Saved data entries

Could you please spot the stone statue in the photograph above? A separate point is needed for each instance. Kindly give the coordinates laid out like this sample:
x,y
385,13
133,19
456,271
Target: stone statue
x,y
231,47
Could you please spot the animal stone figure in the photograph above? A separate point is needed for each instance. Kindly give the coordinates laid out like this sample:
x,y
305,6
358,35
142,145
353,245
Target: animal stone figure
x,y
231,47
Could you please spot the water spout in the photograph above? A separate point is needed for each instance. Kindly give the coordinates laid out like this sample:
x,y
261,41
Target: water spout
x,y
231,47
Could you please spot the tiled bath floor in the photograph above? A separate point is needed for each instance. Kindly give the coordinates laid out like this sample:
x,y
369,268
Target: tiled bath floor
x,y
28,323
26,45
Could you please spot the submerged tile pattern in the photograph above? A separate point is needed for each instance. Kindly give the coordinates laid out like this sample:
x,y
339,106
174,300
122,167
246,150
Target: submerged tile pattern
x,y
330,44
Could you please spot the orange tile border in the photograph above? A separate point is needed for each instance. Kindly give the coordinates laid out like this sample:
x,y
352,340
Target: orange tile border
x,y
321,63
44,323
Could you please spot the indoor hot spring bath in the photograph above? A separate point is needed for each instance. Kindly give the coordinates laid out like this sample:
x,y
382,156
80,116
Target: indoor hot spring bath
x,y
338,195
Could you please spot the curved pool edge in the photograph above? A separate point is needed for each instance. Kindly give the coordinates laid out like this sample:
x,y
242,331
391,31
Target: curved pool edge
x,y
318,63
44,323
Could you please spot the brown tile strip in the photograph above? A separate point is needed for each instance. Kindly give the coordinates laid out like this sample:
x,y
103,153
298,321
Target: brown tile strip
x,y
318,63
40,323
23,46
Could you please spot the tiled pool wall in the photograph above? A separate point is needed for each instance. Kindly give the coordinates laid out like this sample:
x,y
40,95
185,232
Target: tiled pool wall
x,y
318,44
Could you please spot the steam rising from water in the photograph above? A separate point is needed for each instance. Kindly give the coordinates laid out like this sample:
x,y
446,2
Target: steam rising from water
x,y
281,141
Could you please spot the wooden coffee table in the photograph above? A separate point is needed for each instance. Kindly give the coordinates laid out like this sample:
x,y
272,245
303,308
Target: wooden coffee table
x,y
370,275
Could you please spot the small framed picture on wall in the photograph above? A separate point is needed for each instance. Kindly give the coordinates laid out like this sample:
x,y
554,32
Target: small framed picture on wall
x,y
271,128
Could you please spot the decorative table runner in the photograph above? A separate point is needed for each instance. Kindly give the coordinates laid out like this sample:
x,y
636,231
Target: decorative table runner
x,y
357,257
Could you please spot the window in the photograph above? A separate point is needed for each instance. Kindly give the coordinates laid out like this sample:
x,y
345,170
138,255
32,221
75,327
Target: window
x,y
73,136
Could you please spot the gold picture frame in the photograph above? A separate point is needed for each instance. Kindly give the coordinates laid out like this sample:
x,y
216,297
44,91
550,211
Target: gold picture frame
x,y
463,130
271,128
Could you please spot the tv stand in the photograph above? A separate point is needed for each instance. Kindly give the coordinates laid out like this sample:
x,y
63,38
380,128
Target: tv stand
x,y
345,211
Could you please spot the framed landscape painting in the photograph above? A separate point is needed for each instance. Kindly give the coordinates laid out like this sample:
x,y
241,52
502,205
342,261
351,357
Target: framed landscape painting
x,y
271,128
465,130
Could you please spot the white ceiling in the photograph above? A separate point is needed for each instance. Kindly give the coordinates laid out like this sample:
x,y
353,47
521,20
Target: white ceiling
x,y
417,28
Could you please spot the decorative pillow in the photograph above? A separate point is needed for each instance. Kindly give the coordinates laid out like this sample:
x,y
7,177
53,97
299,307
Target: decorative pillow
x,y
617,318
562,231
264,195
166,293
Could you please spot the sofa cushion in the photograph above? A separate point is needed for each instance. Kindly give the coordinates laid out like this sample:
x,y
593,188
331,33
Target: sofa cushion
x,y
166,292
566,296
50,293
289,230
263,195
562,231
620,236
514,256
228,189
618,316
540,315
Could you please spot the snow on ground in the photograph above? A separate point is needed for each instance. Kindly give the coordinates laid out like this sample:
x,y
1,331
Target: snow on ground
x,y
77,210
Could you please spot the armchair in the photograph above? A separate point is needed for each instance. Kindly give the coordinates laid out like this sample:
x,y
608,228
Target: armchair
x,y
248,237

| SHORT PROBLEM |
Write out every entry verbatim.

| RESPONSE FOR THIS EXERCISE |
Could you please spot the stone statue in the photograph above? A separate point is needed for each instance. Kindly give the coordinates laid out like this sample:
x,y
385,13
133,19
456,271
Target: stone statue
x,y
231,47
Could you please spot the animal stone figure in the photograph above? A separate point is needed for each instance. Kindly give the coordinates laid out like this sample:
x,y
305,6
358,35
142,145
353,245
Target: animal stone figure
x,y
231,47
Could you please spot the water spout in the photograph above? A separate point is needed for each instance. Kindly give the coordinates laid out like this sample:
x,y
261,41
Target: water spout
x,y
231,47
Could you please spot the tiled bath floor in the photograph above? A separate point is needed for each instance. Kindly give the coordinates laid out like this sample:
x,y
369,268
Target: tiled bath floor
x,y
28,323
26,45
Could you please spot the submerged tile pattern in the photograph above? A separate point is needed for each instance. Kindly give the coordinates laid out like this sample:
x,y
339,106
174,300
122,167
246,150
Target: submerged tile pattern
x,y
330,44
Could you please spot the orange tile border in the photograph above? A separate point is needed for each instance. Kindly give the coordinates laid out like this sample:
x,y
352,340
Target: orange tile border
x,y
321,63
44,323
Could you please spot the indoor hot spring bath in the photograph above? A separate point is needed for each instance. Kindly give the coordinates laid out like this sample:
x,y
382,156
80,116
Target: indoor hot spring bath
x,y
338,195
Could you please spot the curved pool edge in the photograph above? A separate point is needed for each instance. Kindly give the coordinates laid out like this sample:
x,y
242,331
391,31
Target: curved pool edge
x,y
318,63
44,323
Could you please spot the brown tile strip in the photograph above? A separate point is needed for each instance. Kindly give the coordinates laid out like this sample:
x,y
103,153
298,321
Target: brown tile strip
x,y
318,63
40,323
23,46
Could you please spot the tiled pool wall in the photograph above? A separate point is needed for each instance. Kindly give the coordinates laid out like this sample:
x,y
40,95
185,232
Target: tiled pool wall
x,y
318,44
Could you please spot the steam rising from water in the photograph above? A separate point is needed for each instance. Kindly give the coordinates laid out like this sample:
x,y
446,2
Target: steam rising from water
x,y
281,141
Could you please spot the wooden coffee table in the photograph above? A separate point is needed for each instance. Kindly give the coordinates laid out like this sample:
x,y
272,245
303,308
Target: wooden coffee table
x,y
370,275
Could you please spot the small framed picture on wall in the photograph above? A separate point is needed for each instance. Kindly give the coordinates laid out like this sample:
x,y
554,32
Target: small framed picture on wall
x,y
271,128
Could you please spot the decorative table runner in the photograph above? A separate point is needed for each instance. Kindly give the coordinates laid out like this sample:
x,y
636,231
Target: decorative table runner
x,y
357,257
Could you please spot the window in the photograph above? A separate point is needed for each instance. Kindly give the coordinates laid out like this sample:
x,y
345,170
138,255
32,221
75,327
Target: window
x,y
73,136
Could you please spot the gold picture frame in the photograph above? A separate point is needed for each instance. Kindly give the coordinates laid out like this sample:
x,y
216,297
44,91
550,211
Target: gold picture frame
x,y
463,130
271,128
Could you please spot the tv stand in the photograph above? A separate point is needed for each instance. Kindly give the coordinates laid out like this sample:
x,y
63,38
380,128
Target: tv stand
x,y
345,211
Could you please spot the framed landscape painting in the photograph above? A separate point is needed for each instance. Kindly give the coordinates laid out like this sample:
x,y
241,52
502,205
342,261
351,357
Target: framed landscape painting
x,y
271,128
465,130
Could you please spot the white ceiling in the photograph above? A separate point is needed for each instance. Kindly give the coordinates laid out like this sample:
x,y
353,47
521,20
Target: white ceiling
x,y
417,28
Could you please spot the decorative pillow in the photograph above? A separate point is needed for each instance. Kindly give the coordinates laid out like this sample:
x,y
7,177
53,97
299,307
Target: decorative pillow
x,y
617,318
562,231
264,195
166,293
Could you please spot the sofa cushion in the photograph above? A separate point is needed for each instance. Kindly give the coordinates laid out like this sample:
x,y
593,188
331,33
Target: sofa cushion
x,y
166,292
566,296
50,293
289,230
263,195
562,231
620,236
514,256
228,189
618,316
540,315
Could you please spot the snow on ground in the photograph above? A separate point is needed for each instance. Kindly give the coordinates laid out like this sample:
x,y
1,331
Target: snow on ground
x,y
77,210
Could you please spot the armchair in the photograph above? A separate point is needed for each instance. Kindly give the coordinates laid out like this sample:
x,y
608,228
Target: armchair
x,y
248,237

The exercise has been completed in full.